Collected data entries
>> Start

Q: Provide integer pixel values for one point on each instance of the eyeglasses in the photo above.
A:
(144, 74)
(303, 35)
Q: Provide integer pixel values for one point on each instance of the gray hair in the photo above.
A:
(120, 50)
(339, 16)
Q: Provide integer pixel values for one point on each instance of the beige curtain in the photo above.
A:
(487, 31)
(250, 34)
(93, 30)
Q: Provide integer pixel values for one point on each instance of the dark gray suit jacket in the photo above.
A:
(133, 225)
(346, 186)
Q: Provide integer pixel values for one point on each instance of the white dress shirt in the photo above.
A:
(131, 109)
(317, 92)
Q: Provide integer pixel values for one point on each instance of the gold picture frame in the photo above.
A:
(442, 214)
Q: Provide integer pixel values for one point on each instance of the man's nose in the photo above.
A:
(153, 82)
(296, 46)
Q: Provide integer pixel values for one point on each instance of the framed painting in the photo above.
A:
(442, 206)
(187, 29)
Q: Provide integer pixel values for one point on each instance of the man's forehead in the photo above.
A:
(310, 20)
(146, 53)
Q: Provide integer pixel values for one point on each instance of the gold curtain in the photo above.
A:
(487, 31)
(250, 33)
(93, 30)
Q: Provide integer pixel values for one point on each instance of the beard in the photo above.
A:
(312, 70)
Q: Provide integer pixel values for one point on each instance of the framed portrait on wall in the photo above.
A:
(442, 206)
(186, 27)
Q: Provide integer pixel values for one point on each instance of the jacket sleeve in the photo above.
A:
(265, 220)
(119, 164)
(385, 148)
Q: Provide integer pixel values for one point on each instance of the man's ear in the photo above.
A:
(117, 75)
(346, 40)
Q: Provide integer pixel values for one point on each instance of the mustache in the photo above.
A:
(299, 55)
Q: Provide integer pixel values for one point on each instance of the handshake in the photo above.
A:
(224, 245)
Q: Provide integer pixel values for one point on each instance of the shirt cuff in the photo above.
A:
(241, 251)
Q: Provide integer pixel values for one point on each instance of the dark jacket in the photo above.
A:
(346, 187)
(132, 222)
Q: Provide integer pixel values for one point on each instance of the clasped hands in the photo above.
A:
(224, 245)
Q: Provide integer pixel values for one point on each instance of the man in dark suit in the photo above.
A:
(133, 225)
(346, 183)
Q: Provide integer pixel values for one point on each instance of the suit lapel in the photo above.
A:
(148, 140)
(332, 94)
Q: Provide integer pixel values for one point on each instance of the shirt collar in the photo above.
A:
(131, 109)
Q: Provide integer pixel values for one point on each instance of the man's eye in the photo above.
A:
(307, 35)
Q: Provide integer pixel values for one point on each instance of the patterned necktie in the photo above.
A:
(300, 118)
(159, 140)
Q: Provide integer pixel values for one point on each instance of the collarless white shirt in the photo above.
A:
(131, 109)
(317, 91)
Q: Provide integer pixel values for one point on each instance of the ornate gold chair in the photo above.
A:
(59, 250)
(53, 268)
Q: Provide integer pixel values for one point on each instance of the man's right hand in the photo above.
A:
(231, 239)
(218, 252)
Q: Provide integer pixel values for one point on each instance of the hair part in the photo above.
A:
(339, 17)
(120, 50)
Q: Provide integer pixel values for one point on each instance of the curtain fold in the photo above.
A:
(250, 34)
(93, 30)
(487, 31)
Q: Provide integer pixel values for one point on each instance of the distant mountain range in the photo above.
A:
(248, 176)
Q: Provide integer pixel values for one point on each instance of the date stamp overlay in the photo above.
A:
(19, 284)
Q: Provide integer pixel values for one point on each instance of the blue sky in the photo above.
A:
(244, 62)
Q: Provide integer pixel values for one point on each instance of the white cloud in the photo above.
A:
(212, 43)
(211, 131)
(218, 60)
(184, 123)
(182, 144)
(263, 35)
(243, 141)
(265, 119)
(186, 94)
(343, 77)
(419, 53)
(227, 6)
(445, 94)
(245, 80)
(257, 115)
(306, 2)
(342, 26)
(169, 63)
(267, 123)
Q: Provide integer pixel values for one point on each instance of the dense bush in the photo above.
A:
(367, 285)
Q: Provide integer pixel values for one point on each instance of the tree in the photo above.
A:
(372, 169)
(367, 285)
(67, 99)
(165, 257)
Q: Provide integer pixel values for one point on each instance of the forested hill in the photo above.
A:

>> End

*Task objective*. Copy out the rows word for word, starting at the line that contains "tree in the photo above." and continuing through the end of the rows, with that first line included.

*Answer to the task*.
Q: Provide integer pixel values for one point on each instance of the tree in the photo above.
A:
(372, 169)
(367, 285)
(67, 99)
(165, 257)
Q: Provide integer pixel values for one point on each instance of the forested hill in the photo above.
A:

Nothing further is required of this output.